# GOAL A
Rewrite the rows from "Now, locate sky." down to "[0,1,730,215]", swapping "skyscraper" for "tower block" and keeping everything else the same.

-- begin SELECTED EXCERPT --

As many church leaders are getting started on their ministry goals for 2020, Ted Vaughn encourages you to take an even more long-term perspective on your vision. As a consultant who works closely with churches on their leadership strategies, Ted has great insight into the common patterns that ministries experience.

“Probably the most classic discipleship question I walk into is whether or not evangelism/outreach/mission/external impact and discipleship are integrated into the same conversation,” Ted says. “Most of the time, theologically, philosophically, pastors all believe that they should be absolutely part of the same conversation,” but in practice these areas are often siloed off from each other. This lack of integration makes it harder for churches to develop disciples.

How can those just stepping into a senior leadership role bring all of these areas into alignment? “This could be called brand strategy, this could be called vision clarity,” Ted explains. But it’s about more than just having a catchphrase that describes your vision. “You can’t have strategy if you don’t have, at the top of the funnel, some apostolic conviction and passion.” Once you’ve established clarity around your role and your purpose, you can begin answering some strategic questions. How will you measure and define success for the next 2 years? What will you focus on for these 2 years in terms of discipleship? How do your clarity and vision inform your ministry’s global mission? “There’s a litany of questions that you can start to answer,” says Ted.

Collaboration with other leaders when developing your vision can also be beneficial. However, you’ll need to first define your own values and make them known to those you want to collaborate with. “Every church across the globe is made up of roughly the same ingredients, but they all are different, like rivers. What defines them? What differentiates them? The riverbanks. Your values, your vision – if you don’t give them clarity on your riverbanks, you’re inviting them into something without them understanding to a certain extent how they can add value,” Ted explains.

Bringing young people and emerging leaders into the vision is essential as well. Ted says often, the person who can reach those outside of your congregation is “somebody unbelievably missional, uniquely called to serve on the edge of what the church might be doing. You have to find those people and give them a sandbox to play in, because they will help you stay relevant not just in style, but relevant in ministry tactics.”

However, the infrastructure that senior leadership can provide is also a necessary part of ministry, and there should be a balance between passion and structure when it comes to guiding new leaders. Ted gives the example of requiring that new ministries be led by a team rather than an individual person. Within the team there should be a balance of gifts and skillsets, from those with the long-term vision to those who can execute.

Mingo agrees. “If I don’t build a proper ministry roadmap and show people where they exist in that spectrum, you lose people based on other interests,” he says. So, for those recently thrust into a new ministry and trying to find the riverbanks to share with other leaders, where to begin?

“This is where oftentimes we go wrong,” says Ted. “I think that pastors have an assumption that somebody in their church who has an apostolic passion or vision for ministry, it must somehow have to fit in their current church ministry. Frequently it doesn’t.” As a senior pastor, you have to consider whether it’s best to release this person to another church. Avoid assuming that just because someone is currently at your church, they’re meant to stay there.

“That leader that has started here could very well need to be transplanted to different soil,” Ted says, “because in that soil they’ll flourish and they’ll add tons of value to the garden. God will use people no matter where they’re planted, but I think sometimes we fail to help people reach their peak because we’re afraid to transplant them or lose them.”

-- end SELECTED EXCERPT --
-- begin RECORDS FOR THE TASK --

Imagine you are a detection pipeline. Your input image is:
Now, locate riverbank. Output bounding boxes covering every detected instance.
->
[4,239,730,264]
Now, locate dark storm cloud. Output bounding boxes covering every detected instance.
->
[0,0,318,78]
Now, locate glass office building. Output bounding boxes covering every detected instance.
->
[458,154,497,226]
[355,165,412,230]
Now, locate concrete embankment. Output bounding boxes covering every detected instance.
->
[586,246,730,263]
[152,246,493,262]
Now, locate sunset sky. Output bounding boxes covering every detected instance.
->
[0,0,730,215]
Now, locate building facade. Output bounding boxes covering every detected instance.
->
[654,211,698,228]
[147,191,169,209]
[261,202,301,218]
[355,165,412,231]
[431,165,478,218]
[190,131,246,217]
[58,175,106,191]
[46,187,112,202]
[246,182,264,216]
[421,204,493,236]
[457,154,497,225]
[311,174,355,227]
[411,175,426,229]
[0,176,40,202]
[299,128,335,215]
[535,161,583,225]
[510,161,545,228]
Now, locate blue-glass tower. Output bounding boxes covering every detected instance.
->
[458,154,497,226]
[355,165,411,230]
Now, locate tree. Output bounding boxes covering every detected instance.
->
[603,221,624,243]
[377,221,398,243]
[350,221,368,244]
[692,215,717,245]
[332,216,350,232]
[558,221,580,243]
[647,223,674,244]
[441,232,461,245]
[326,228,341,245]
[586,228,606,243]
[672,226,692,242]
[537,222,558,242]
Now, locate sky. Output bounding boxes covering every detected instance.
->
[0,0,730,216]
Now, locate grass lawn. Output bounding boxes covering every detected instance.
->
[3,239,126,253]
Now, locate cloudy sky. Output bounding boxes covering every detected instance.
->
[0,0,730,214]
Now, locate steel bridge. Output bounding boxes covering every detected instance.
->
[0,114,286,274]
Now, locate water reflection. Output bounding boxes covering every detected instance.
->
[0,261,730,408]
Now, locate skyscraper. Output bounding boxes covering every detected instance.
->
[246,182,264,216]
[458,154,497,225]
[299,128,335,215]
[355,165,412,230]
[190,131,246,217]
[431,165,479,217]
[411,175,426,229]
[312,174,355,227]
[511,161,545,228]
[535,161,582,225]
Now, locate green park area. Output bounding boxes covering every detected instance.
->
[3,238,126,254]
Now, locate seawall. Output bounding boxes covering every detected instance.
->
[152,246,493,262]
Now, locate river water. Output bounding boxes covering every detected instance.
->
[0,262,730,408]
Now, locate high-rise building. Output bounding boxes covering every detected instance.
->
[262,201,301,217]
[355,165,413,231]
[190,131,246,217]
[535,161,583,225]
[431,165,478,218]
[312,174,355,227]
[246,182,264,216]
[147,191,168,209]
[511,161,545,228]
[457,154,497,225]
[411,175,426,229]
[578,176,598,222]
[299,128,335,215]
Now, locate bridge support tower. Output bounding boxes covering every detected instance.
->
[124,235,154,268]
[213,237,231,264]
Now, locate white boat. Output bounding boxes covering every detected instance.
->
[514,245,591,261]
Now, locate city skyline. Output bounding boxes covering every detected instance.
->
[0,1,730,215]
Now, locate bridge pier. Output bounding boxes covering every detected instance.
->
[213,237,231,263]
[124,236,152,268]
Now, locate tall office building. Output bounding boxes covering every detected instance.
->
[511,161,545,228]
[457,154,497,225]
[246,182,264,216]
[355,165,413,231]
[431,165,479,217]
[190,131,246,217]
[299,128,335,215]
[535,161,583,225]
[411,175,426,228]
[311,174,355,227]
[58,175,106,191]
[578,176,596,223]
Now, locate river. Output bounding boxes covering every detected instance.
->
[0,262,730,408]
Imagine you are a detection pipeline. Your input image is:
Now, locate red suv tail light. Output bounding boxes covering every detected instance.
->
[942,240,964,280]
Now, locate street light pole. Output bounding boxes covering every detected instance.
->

-- end RECORDS FOR THE TASK --

# GOAL B
According to the excerpt on church leadership, what does Ted say new ministries should be required to be led by?

# FINAL RESULT A
Now, locate sky. Output bounding boxes covering every detected instance.
->
[0,0,730,216]
Now, locate grass lawn. Output bounding boxes covering every detected instance.
->
[3,239,126,253]
Now, locate cloudy sky. Output bounding boxes covering every detected instance.
->
[0,0,730,214]
Now, locate steel bridge. Output bounding boxes covering every detected instance.
->
[0,114,286,274]
Now, locate water reflection. Output bounding boxes covering every detected instance.
->
[0,261,730,408]
Now, locate tower block. Output bounding boxes covering every detected instance.
->
[246,182,264,216]
[458,154,497,225]
[299,128,335,215]
[355,165,412,230]
[190,131,246,217]
[431,165,479,217]
[411,175,426,229]
[312,174,355,227]
[511,161,545,228]
[535,161,582,225]
Now, locate green park area. Output bounding boxes covering every detected instance.
->
[3,238,126,254]
Now, locate seawall. Output bounding boxes covering every detected instance.
->
[152,246,493,262]
Now, locate river water. Output bounding boxes covering every detected instance.
->
[0,262,730,408]
Now, locate high-rise building. Output bounding boxes covering every detected instance.
->
[262,201,301,217]
[355,165,413,231]
[190,131,246,217]
[535,161,583,225]
[431,165,478,218]
[312,174,355,227]
[246,182,264,216]
[147,191,168,209]
[511,161,545,228]
[457,154,497,225]
[411,175,426,229]
[578,176,598,222]
[299,128,335,215]
Now, locate bridge support tower. Output bounding boxes covering every detected instance.
->
[124,235,154,268]
[213,237,231,264]
Now, locate white boat. Output bounding boxes covering every detected instance.
->
[514,245,591,261]
Now, locate city skyline. Output bounding boxes covering every detected instance.
->
[0,1,730,215]

# FINAL RESULT B
A team rather than an individual person.